TASK 1
Answer these from the wideband FFT page below:
(a) From where was this FFT originally sourced?
(b) Which unit is connected to both clock domains?
(c) What frequency is given for DP_CLK?

DOCUMENT SECTION
==========

Wideband FFT¶
Purpose¶
This FFT was originally sourced from ASTRON via OpenCores. It performs an N-Point Wideband FFT on data that is partly applied in serial and partly applied in parallel. This FFT specifically suits applications where the sample clock is higher than the DSP processing clock. For each output stream a subband statistic unit is included which can be read via the memory mapped interface.
This unit connects an incoming array of streaming interfaces to the wideband fft. The output of the wideband fft is connected to a set of subband statistics units. The statistics can be read via the memory mapped interface (TODO). A control unit takes care of the correct composition of the output streams(sop,eop,sync,bsn,err). These signals are optional and can be removed to only use the sync signal.
This unit only handles one sync at a time. Therefore the sync interval should be larger than the total pipeline stages of the wideband FFT.
Module Overview¶
An overview of the fft_wide unit is shown in Figure 1. The fft_wide unit calculates a N-point FFT and has P number of input streams. Data of each input is offered to a M-point pipelined FFT, where M=N/P. The output of all pipelined FFTs is then connected to a P-point parallel FFT that performs the final stage of the wideband FFT. Each output of the parallel FFT is connected to a subband statistics unit that calculates the power in each subband. The MM interface is used to read out the subband statistics. The rTwoSDF pipelined FFT (see R2SDF FFT) design is used as building block for the development of the wideband extension.
Firmware Interface¶
Clock Domains¶
There are two clock domains used in the fft_wide unit: the mm_clk and the dp_clk domain. Figure 2 shows an overview of the clock domains in the fft_wide unit. The only unit that is connected to both clock domains is the memory of the subband statistics module. This memory is a dual ported ram that holds the results of the subband statistics. Table 1 lists both clocks and their characteristics.
Name |
Frequency (MHz) |
Description |
|---|---|---|
DP_CLK |
200 MHz |
Clock for datapath |
MM_CLK |
125 MHz |
Clock for mm interface |
Interface signals¶
Figure 2 shows the Simulink Wideband FFT block in its base configuration. In this form, it offers a minimal set of input/output ports that are comparable with what the CASPER FFT offers.
Figure 3 shows the Simulink Wideband FFT block in its expanded configuration which offers the bsn, sop, eop, error, empty and channel control signals. Their function is explained by the graph below.

==========

(Records)
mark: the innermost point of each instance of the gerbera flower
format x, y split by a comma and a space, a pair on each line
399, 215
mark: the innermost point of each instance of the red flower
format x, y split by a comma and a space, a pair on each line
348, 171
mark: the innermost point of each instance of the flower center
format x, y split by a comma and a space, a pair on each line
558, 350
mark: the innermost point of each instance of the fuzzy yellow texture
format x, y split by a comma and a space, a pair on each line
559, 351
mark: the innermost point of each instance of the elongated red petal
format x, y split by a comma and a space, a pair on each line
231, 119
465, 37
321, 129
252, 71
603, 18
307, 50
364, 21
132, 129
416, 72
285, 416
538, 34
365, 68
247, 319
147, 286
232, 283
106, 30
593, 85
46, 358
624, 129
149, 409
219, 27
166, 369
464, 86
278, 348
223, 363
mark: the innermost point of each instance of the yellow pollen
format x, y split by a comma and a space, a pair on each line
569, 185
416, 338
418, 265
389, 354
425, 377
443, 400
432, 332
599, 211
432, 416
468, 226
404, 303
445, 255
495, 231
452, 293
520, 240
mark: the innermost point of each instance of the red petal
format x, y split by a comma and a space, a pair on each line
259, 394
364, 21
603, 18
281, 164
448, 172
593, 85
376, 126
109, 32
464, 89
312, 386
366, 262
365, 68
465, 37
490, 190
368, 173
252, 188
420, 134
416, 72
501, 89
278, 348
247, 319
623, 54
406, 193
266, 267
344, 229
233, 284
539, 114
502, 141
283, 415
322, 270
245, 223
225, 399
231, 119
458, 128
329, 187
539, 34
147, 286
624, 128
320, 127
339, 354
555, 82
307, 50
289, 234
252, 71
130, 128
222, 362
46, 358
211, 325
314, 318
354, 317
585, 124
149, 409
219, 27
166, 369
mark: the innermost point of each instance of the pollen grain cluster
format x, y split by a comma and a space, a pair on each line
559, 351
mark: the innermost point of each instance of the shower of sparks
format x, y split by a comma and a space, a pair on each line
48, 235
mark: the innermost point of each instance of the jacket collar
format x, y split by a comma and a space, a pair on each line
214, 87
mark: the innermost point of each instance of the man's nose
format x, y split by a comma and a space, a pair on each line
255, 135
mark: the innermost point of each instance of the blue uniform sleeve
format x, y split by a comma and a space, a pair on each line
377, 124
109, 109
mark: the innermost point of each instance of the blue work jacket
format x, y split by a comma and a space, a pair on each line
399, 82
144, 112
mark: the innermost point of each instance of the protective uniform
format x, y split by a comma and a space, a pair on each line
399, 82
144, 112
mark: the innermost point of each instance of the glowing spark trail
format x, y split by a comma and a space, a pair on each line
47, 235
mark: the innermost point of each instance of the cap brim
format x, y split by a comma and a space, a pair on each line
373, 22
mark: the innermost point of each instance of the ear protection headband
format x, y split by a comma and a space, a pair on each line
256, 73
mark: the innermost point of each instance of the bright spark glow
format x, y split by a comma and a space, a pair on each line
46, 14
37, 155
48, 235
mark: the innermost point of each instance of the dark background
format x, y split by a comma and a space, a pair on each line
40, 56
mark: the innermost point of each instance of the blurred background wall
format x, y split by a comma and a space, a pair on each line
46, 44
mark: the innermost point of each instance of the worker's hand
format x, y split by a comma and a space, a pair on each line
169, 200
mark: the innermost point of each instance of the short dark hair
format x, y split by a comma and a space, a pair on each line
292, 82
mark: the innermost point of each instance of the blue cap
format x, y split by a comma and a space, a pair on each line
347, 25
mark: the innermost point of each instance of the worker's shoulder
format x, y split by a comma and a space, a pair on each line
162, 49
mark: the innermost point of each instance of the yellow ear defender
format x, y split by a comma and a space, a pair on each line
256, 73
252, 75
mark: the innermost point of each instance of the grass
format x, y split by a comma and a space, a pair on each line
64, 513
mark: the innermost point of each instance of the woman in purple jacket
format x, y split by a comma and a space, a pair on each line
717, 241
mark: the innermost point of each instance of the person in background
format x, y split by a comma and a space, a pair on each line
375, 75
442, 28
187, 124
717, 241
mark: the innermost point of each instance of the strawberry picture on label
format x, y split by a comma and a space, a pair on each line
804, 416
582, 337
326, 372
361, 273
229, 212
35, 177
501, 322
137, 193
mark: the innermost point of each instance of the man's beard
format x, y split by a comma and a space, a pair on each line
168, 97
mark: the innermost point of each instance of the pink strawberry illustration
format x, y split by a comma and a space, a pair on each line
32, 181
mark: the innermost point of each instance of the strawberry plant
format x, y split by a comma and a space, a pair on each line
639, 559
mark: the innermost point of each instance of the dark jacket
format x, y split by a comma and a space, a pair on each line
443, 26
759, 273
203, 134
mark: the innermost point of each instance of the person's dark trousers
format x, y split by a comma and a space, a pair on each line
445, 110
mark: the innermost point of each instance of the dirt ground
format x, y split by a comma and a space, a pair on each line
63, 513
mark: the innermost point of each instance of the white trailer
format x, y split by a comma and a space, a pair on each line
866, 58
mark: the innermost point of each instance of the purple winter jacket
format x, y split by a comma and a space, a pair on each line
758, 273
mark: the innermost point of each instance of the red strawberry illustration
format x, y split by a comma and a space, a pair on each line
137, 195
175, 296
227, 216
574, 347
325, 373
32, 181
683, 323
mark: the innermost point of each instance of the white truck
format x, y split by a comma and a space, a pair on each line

==========

TASK 2
Put the stretch of the records from the line containing "mark: the innermost point of each instance of the white truck" through the end of the records into a Markdown table with the columns Row and Line, leaving out blank lines.

ANSWER 1
(a) ASTRON via OpenCores
(b) The memory of the subband statistics module
(c) 200 MHz

ANSWER 2
| Row | Line |
|---|---|
| 1 | mark: the innermost point of each instance of the white truck |
| 2 | format x, y split by a comma and a space, a pair on each line |